## Work instructions
From the entries below, copy every line that has the word "rough".

Data START

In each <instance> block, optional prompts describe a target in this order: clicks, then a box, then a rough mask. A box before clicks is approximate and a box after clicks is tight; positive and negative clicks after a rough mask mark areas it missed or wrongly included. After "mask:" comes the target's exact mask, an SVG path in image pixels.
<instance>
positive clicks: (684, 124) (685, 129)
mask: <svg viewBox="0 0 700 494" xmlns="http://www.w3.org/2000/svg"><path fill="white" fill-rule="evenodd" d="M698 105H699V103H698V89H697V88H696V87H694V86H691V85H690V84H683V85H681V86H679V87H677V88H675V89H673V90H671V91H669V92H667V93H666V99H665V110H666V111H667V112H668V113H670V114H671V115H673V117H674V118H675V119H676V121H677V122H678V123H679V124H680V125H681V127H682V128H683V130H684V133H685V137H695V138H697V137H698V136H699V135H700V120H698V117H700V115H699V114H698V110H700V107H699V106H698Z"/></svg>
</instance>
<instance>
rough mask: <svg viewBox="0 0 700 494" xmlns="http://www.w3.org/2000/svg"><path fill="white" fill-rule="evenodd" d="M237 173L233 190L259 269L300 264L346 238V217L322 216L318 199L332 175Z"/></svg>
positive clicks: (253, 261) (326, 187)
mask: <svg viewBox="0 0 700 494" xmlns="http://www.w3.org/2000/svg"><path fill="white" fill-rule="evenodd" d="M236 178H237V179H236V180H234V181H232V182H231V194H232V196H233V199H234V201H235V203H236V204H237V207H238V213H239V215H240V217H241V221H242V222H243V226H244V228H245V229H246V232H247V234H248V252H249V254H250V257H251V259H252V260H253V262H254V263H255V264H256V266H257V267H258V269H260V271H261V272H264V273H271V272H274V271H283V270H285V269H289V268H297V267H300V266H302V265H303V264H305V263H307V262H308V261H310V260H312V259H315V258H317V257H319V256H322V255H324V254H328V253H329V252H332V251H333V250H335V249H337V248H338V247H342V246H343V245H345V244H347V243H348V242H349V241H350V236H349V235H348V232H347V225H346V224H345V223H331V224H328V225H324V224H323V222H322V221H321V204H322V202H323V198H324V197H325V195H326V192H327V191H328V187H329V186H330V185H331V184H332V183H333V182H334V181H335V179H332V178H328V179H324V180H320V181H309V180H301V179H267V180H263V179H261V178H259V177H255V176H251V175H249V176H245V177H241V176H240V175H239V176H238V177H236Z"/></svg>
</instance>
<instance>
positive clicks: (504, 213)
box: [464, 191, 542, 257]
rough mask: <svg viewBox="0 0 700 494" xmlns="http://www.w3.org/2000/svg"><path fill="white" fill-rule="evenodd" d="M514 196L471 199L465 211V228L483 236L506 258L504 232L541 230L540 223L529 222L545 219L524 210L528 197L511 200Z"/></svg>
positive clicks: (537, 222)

Data END

## Written answer
In each <instance> block, optional prompts describe a target in this order: clicks, then a box, then a rough mask. A box before clicks is approximate and a box after clicks is tight; positive and negative clicks after a rough mask mark areas it missed or wrongly included. After "mask:" comes the target's exact mask, an SVG path in image pixels.
rough mask: <svg viewBox="0 0 700 494" xmlns="http://www.w3.org/2000/svg"><path fill="white" fill-rule="evenodd" d="M237 173L233 190L259 269L300 264L346 238V217L322 216L318 199L332 175Z"/></svg>
rough mask: <svg viewBox="0 0 700 494" xmlns="http://www.w3.org/2000/svg"><path fill="white" fill-rule="evenodd" d="M514 196L471 199L465 211V228L483 236L506 258L504 232L541 230L540 223L529 222L545 219L524 210L528 197L511 200Z"/></svg>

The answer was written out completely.